═══ Trecho ═══
SCG - O que motivou a tradução e divulgação de manifestos estrangeiros sobre a questão no blog? Como isso tem sido recebido por aqui?

RAM - Muitas pessoas, infelizmente, não possuem uma visão suficientemente ampla daquilo que ocorre no mundo todo. Sem essa perspectiva internacional, os debates sobre o projeto de lei adquirem uma aparência puramente local e as opiniões a favor e contra o projeto parecem todas ter o mesmo peso. Por isso me pareceu importante divulgar documentos que mostram como a situação é vista no exterior. Os que defendem o Projeto de Lei 4699/2012 sobre a profissão do historiador com sua redação atual procuram desqualificar os opositores, como os historiadores da arte, da educação, das ciências, etc. É importante que fique muito claro que eles estão se opondo a uma tradição internacional centenária. É importante que fique claro que, se o projeto de lei for aprovado, o Brasil será o único país do mundo a exigir diploma em História para o desenvolvimento de qualquer trabalho sobre temas históricos. Os historiadores de outros países que estão cientes desse projeto de lei ficam atônitos, incrédulos e depois horrorizados, quando compreendem o teor da proposta. Além dos documentos que temos traduzido e divulgado, recebemos comentários pessoais de diversos pesquisadores do exterior que se mostram indignados com essa tentativa de cercear a liberdade da pesquisa e do ensino sobre temas históricos. As manifestações estrangeiras têm, felizmente, produzido um forte impacto e um ótimo efeito. Muitas pessoas que nem mesmo paravam para pensar sobre o assunto estão agora refletindo mais cuidadosamente sobre o texto do projeto de lei e percebendo seus problemas. Isso tem ocorrido não apenas no meio acadêmico, mas também no Congresso Nacional. Os deputados federais, sobre quem recai atualmente a responsabilidade de julgar a validade desse projeto de lei, estão agora cientes de que, se essa proposta de regulamentação for aprovada em sua forma atual, isso terá repercussões internacionais indesejáveis. Considero, portanto, muito positivo o efeito da divulgação desses manifestos internacionais.
═══ Material extraído ═══
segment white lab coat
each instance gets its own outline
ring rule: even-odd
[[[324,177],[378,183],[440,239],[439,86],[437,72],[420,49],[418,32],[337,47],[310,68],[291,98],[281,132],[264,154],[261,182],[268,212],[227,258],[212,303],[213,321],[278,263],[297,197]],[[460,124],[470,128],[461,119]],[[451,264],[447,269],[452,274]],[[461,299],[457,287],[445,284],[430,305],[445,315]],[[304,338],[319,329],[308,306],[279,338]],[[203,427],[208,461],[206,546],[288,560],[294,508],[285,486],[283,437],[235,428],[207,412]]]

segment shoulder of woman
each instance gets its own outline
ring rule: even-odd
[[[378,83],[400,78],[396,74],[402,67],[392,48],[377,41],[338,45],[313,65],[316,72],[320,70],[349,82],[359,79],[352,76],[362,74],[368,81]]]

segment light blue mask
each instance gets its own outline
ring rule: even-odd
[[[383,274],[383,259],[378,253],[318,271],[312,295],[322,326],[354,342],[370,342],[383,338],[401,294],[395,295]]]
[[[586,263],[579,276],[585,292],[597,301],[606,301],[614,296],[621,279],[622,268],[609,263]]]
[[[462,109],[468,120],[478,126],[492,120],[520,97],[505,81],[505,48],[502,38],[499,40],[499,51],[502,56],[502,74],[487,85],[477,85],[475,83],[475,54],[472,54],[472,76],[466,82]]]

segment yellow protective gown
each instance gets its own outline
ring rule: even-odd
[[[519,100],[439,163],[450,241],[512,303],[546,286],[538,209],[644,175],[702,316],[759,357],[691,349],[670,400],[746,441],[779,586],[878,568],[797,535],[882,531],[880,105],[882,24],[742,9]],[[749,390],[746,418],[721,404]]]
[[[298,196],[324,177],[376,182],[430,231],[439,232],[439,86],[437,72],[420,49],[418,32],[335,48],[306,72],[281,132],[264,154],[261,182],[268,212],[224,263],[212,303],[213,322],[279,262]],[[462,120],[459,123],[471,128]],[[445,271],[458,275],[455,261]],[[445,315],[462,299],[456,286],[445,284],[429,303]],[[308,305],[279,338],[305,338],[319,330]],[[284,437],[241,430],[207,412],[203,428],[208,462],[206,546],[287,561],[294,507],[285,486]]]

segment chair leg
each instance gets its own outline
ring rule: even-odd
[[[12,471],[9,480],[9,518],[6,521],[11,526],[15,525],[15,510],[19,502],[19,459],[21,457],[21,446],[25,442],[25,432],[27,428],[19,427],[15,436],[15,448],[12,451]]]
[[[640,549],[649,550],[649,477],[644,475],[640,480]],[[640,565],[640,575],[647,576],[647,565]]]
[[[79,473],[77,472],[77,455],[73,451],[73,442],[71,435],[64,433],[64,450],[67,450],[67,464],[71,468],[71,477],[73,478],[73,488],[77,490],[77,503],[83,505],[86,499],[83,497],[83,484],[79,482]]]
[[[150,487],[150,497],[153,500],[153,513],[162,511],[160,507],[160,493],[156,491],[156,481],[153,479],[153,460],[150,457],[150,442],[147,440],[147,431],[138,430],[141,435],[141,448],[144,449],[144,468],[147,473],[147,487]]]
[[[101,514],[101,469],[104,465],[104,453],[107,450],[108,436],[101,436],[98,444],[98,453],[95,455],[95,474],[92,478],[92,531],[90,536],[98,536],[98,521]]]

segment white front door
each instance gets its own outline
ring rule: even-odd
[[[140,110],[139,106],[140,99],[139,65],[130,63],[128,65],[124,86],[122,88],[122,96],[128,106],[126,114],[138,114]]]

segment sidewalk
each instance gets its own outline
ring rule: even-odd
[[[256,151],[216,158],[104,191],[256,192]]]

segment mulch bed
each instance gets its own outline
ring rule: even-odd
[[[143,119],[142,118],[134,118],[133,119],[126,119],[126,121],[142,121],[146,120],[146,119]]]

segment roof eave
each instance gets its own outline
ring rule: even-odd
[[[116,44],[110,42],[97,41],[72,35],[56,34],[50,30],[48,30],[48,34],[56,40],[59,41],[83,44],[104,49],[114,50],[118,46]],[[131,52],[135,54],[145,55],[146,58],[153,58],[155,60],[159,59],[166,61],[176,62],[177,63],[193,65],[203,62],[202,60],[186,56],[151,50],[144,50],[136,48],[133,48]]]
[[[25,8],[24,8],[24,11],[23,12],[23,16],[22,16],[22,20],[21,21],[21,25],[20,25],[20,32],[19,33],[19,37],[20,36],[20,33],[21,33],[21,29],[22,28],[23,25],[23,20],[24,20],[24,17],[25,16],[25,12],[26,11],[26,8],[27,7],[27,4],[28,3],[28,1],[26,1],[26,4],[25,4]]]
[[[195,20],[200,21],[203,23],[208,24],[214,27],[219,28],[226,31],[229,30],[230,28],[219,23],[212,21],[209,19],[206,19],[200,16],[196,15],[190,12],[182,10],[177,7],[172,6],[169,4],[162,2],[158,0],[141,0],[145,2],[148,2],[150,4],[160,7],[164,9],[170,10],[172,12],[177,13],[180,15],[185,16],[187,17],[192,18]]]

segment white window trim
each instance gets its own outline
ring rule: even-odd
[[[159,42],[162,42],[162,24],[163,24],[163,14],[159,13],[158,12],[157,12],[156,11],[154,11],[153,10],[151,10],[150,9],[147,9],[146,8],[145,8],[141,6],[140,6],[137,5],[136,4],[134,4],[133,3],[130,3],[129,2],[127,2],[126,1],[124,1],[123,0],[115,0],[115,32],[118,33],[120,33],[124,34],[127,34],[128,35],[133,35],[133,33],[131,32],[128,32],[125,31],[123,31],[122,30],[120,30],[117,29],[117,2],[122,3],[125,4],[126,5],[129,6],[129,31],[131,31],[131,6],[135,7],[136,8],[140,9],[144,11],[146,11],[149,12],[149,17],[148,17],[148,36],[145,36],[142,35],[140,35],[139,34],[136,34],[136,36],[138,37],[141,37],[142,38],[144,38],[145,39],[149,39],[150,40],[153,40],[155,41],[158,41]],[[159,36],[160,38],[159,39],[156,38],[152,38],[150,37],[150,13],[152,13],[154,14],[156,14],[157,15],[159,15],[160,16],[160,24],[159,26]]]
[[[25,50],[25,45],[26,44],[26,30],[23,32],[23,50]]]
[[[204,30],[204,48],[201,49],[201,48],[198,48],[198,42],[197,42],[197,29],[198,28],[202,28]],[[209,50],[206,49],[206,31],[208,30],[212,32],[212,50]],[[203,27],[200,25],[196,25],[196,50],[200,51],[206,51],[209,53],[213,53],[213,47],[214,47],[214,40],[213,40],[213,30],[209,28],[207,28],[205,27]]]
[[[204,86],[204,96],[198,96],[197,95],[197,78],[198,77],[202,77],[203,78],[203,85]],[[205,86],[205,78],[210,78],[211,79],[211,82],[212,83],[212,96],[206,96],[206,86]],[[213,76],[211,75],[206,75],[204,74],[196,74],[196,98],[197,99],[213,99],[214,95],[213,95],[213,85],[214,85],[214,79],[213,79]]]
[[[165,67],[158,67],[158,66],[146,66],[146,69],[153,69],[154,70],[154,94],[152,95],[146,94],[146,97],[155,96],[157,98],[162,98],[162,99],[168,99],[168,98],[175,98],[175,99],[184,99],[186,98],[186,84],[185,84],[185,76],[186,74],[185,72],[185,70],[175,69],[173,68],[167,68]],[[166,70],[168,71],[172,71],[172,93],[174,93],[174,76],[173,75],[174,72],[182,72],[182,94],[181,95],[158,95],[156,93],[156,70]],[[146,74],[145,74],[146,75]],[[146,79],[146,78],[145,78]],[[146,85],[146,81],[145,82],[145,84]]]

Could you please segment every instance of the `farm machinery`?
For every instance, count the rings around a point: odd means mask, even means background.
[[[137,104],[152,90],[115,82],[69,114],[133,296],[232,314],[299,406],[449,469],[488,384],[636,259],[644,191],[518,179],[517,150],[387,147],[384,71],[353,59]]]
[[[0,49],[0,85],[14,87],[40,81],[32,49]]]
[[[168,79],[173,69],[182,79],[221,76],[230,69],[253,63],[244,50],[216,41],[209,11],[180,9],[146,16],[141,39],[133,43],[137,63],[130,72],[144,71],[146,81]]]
═══
» **Exercícios**:
1. Liste os adjetivos que a entrevista sobre a profissão de historiador usa para descrever a reação dos historiadores de outros países quando compreendem o teor da proposta.
2. Continue a entrevista sobre a profissão de historiador a partir do ponto em que ela termina.
As linhas não têm relação com o trecho da entrevista.

» **Respostas**:
1. atônitos, incrédulos, horrorizados

2.
SCG - Para contextualizar a entrevista, eu precisaria de um breve texto biográfico que evidenciasse, em sua trajetória profissional, a convergência para a história.

RAM - Desde criança, gostava muito de ler e "devorava" muitos livros por mês. Quando estava no ensino médio, encantei-me com física, química, biologia, filosofia e história das ciências. A partir dos 15 anos de idade comecei a ler muito, por conta própria, sobre esses assuntos. Resolvi fazer graduação em física, mas durante a graduação fiz disciplinas de filosofia da ciência e biologia, além de dedicar meus fins de semana a ler muito sobre história e filosofia das ciências, além de outros assuntos. Enfim: tinha uma grande curiosidade intelectual. Por qual motivo comecei a concentrar minha atenção principalmente na história das ciências? Não saberia responder. Isso foi acontecendo gradualmente. Em torno dos 30 anos de idade essa escolha já estava bem definida. Fiz meu doutorado em filosofia da ciência. Minha formação se deu, essencialmente, através de leituras. À medida que publicava trabalhos no Brasil e no exterior, fui adquirindo certa respeitabilidade. Há mais de 30 anos tenho bolsa de produtividade em pesquisa do CNPq (atualmente, no nível 1-B), com projetos de história da ciência. Aposentei-me na Unicamp em 2010, o que me dá muita liberdade. Por isso, esse projeto de lei, se aprovado, não poderá me atingir. Estou lutando pelo direito de outras pessoas que queiram se dedicar seriamente à pesquisa e ao ensino de História e que não possuem nem querem ter um diploma em História.